Par LRAR du 19 octobre 2017, la SAS SLB a convoqué M. Y à un entretien préalable à un éventuel licenciement fixé au 31 octobre 2017, avec mise à pied à titre conservatoire, puis l’a licencié pour faute grave par LRAR du 6 novembre 2017, pour des connexions sur son ordinateur étrangères à son activité professionnelle.
M. Y a saisi le conseil de prud’hommes de Toulouse le 20 septembre 2018 aux fins notamment de paiement d’heures supplémentaires, d’une indemnité pour travail dissimulé, du salaire pendant la mise à pied conservatoire, de l’indemnité compensatrice de préavis, de l’indemnité de licenciement et de dommages et intérêts pour licenciement sans cause réelle et sérieuse.
Par jugement du 5 mars 2020, le conseil de prud’hommes de Toulouse a :
– dit et jugé que le licenciement de M. Y reposait sur un motif disciplinaire qui relevait de la faute grave,
– débouté M. Y de l’intégralité de ses prétentions,
– laissé à la charge de chacune des parties les frais, non compris dans les dépens, qu’elles ont dû engager dans l’instance, en application de l’article 700 alinéa 1er 1° du code de procédure civile,
– condamné M. Y aux dépens.
M. Y a relevé appel de ce jugement le 28 avril 2020, dans des conditions de forme et de délai non discutées, en énonçant dans sa déclaration d’appel les chefs critiqués.
Par conclusions notifiées par voie électronique le 6 septembre 2021, auxquelles il est expressément fait référence, M. Y demande à la cour de :
– infirmer le jugement en ce qu’il a débouté M. Y de l’intégralité de ses demandes,
En conséquence,
– prononcer l’irrecevabilité du procès-verbal de constat d’huissier établi le 13 octobre 2017,
– constater que le licenciement est dépourvu de cause réelle et sérieuse,
– condamner la SAS SLB à régler à M. Y les sommes suivantes :
* 43.869,54 € au titre des heures supplémentaires, outre l’indemnité de congés payés y afférents de 4.386,95 €,
* 28.768 € d’indemnité au titre du travail dissimulé,
* 2.432,53 € au titre du salaire pendant la mise à pied conservatoire, outre l’indemnité de congés payés y afférents de 243,25 €,
* 14.384,40 € au titre de l’indemnité compensatrice de préavis correspondant à 3 mois de salaire, outre l’indemnité de congés payés y afférents de 1.438,44 €,
* 8.789 € au titre de l’indemnité de licenciement conventionnelle,
* 43.153 € de dommages-intérêts correspondant à 9 mois de salaire pour licenciement sans cause réelle et sérieuse,
* 3.000 € sur le fondement de l’article 700 du code de procédure civile,
ainsi qu’aux entiers dépens de l’instance.
Par conclusions notifiées par voie électronique le 5 janvier 2022, auxquelles il est expressément fait référence, la SAS SLB demande à la cour de :
– confirmer le jugement en toutes ses dispositions,
– juger que le licenciement de M. Y repose sur une faute grave,
– juger que M. Y est impuissant à rapporter la preuve d’éléments de nature à étayer sa demande en paiement d’heures supplémentaires,
En conséquence,
– rejeter l’intégralité des demandes indemnitaires de M. Y,
– condamner M. Y à verser à la SAS SLB la somme de 3.000 € sur le fondement de l’article 700 du code de procédure civile et les entiers dépens.

○ ○ ○ ○ ○ ○ ○

- Objectif 1 -
D'après le texte sur le licenciement de M. Y, pour quel motif la SAS SLB l'a-t-elle licencié pour faute grave ?
- Objectif 2 -
Veuillez extraire du texte sur le licenciement de M. Y le passage qui s'ouvre sur les mots contenant « M. Y a relevé » et se termine par « les chefs critiqués. ».

○ ○ ○ ○ ○ ○ ○

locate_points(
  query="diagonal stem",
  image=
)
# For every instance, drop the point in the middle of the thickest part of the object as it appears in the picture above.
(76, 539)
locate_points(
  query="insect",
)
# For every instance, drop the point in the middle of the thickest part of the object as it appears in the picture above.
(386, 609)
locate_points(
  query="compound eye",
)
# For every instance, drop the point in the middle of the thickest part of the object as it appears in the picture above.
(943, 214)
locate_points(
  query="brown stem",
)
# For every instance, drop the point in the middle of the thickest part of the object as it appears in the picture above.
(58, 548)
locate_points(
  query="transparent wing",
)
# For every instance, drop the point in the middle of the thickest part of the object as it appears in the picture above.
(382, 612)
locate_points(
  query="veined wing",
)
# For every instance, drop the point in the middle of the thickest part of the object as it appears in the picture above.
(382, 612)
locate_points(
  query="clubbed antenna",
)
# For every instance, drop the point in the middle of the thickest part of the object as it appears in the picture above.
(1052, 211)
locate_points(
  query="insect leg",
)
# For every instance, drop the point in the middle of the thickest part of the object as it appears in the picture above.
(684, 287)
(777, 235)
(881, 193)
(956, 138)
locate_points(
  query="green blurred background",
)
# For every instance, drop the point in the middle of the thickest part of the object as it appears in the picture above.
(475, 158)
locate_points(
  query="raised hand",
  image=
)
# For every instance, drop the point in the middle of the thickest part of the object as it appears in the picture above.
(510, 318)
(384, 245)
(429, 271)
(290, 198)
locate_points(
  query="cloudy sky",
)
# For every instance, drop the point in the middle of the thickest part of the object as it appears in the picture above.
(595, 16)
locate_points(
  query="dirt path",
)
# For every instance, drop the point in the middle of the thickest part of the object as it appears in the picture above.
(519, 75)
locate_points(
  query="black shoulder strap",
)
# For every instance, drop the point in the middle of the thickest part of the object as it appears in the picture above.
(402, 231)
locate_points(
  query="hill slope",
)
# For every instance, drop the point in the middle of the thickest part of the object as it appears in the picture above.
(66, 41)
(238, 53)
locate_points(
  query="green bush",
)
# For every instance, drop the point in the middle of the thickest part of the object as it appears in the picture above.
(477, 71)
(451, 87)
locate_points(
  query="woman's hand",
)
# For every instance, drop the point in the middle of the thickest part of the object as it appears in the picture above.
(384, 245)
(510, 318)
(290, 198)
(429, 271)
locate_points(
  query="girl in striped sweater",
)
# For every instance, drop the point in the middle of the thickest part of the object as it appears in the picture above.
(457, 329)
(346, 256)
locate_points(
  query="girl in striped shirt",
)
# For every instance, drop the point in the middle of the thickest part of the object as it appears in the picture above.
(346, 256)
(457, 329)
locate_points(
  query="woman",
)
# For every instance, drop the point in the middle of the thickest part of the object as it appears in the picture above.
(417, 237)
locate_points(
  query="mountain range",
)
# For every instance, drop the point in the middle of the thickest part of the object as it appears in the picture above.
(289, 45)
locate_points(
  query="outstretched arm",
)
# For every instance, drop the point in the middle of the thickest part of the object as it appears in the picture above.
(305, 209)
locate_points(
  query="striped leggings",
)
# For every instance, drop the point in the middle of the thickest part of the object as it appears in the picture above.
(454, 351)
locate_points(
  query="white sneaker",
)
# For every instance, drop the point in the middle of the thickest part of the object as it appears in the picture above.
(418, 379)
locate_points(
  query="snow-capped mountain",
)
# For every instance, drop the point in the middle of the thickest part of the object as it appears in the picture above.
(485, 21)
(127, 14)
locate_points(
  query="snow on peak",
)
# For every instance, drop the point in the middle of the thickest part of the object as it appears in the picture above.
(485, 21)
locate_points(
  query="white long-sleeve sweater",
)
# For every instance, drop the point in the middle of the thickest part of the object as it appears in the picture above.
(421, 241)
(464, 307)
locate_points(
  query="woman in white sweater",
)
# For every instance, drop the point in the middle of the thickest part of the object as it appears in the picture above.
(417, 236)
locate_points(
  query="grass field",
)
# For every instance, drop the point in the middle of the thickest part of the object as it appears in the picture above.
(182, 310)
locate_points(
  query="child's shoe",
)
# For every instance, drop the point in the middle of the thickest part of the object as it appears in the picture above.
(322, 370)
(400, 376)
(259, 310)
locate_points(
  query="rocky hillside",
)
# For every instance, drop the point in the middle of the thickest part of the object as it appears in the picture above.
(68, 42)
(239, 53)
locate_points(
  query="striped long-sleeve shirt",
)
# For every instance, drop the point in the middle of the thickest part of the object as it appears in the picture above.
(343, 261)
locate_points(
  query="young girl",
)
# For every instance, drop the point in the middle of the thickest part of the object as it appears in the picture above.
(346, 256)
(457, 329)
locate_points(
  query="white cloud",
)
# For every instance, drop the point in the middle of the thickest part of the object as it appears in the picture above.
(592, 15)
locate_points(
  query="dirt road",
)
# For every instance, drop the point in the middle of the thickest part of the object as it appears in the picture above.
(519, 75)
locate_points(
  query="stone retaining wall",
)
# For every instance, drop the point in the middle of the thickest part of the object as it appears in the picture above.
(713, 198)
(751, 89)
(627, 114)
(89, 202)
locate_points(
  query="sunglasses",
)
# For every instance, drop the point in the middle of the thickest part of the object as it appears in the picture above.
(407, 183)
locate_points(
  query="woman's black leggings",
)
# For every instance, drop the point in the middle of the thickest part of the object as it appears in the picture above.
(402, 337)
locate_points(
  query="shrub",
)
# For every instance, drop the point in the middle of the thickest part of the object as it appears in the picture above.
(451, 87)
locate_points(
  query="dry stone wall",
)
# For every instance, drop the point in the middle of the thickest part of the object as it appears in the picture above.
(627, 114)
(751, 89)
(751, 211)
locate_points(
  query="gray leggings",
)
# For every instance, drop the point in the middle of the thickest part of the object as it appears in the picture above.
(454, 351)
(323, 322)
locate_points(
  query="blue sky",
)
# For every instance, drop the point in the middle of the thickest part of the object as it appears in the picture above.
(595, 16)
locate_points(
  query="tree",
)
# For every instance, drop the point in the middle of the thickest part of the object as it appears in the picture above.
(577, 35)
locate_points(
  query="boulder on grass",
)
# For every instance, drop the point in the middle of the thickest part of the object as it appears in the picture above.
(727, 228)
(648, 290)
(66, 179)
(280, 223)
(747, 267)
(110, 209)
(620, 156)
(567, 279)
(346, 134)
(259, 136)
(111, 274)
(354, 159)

○ ○ ○ ○ ○ ○ ○

- Résultat attendu 1 -
Pour des connexions sur son ordinateur étrangères à son activité professionnelle.

- Résultat attendu 2 -
M. Y a relevé appel de ce jugement le 28 avril 2020, dans des conditions de forme et de délai non discutées, en énonçant dans sa déclaration d’appel les chefs critiqués.